• **PAGE EXTRACT**:
#####

Kanban the Polarion Way (Part 1) – What is "Kanban"?

By rohs

In this first of a 2-part series I will share some basic info about the Kanban method. The second part (stay tuned) will show you how the Tier 3 support team at Polarion Software R&D uses Kanban in conjunction with our Polarion ALM system to effectively manage hard-to-predict team workloads.

What is this “Kanban”?

Polarion- Kanban statistical table (click to enlarge)

In the words of Wikipedia “Kanban is a method for managing knowledge work with an emphasis on just-in-time delivery while not overloading the team members. In this approach, the process, from definition of a task to its delivery to the customer, is displayed for participants to see and team members pull work from a queue.” There are some great articles about Kanban, I would recommend to read at least Why Kanban for software engineering matters by Charan Atreya.

We know Scrum, why not to use that?

Actually you can use both, as we do here in Polarion’s R&D. Scrum is used in the majority of Polarion development teams, but we have chosen to use Kanban in one special team which handles Tier 3 support and customer demands. Our main reasons were that it is hard to predict team velocity when an unknown portion of time is taken by other duties with much higher priority than your normal work. And we fortunately found out that predictability is not taken away, it is just a matter of some number crunching (it should not have been any surprise for us as Kanban is regularly used in environments with service-level agreements).

#####

• **INFORMATION SHOWN**:
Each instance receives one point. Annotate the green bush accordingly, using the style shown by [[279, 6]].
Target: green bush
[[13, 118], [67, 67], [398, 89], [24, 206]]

#####

• **THE REQUEST**:
Could you reproduce the Kanban post above word for word, from its title to its final sentence?

• **COMPLETE OUTPUT**:
Kanban the Polarion Way (Part 1) – What is "Kanban"?

By rohs

In this first of a 2-part series I will share some basic info about the Kanban method. The second part (stay tuned) will show you how the Tier 3 support team at Polarion Software R&D uses Kanban in conjunction with our Polarion ALM system to effectively manage hard-to-predict team workloads.

What is this “Kanban”?

Polarion- Kanban statistical table (click to enlarge)

In the words of Wikipedia “Kanban is a method for managing knowledge work with an emphasis on just-in-time delivery while not overloading the team members. In this approach, the process, from definition of a task to its delivery to the customer, is displayed for participants to see and team members pull work from a queue.” There are some great articles about Kanban, I would recommend to read at least Why Kanban for software engineering matters by Charan Atreya.

We know Scrum, why not to use that?

Actually you can use both, as we do here in Polarion’s R&D. Scrum is used in the majority of Polarion development teams, but we have chosen to use Kanban in one special team which handles Tier 3 support and customer demands. Our main reasons were that it is hard to predict team velocity when an unknown portion of time is taken by other duties with much higher priority than your normal work. And we fortunately found out that predictability is not taken away, it is just a matter of some number crunching (it should not have been any surprise for us as Kanban is regularly used in environments with service-level agreements).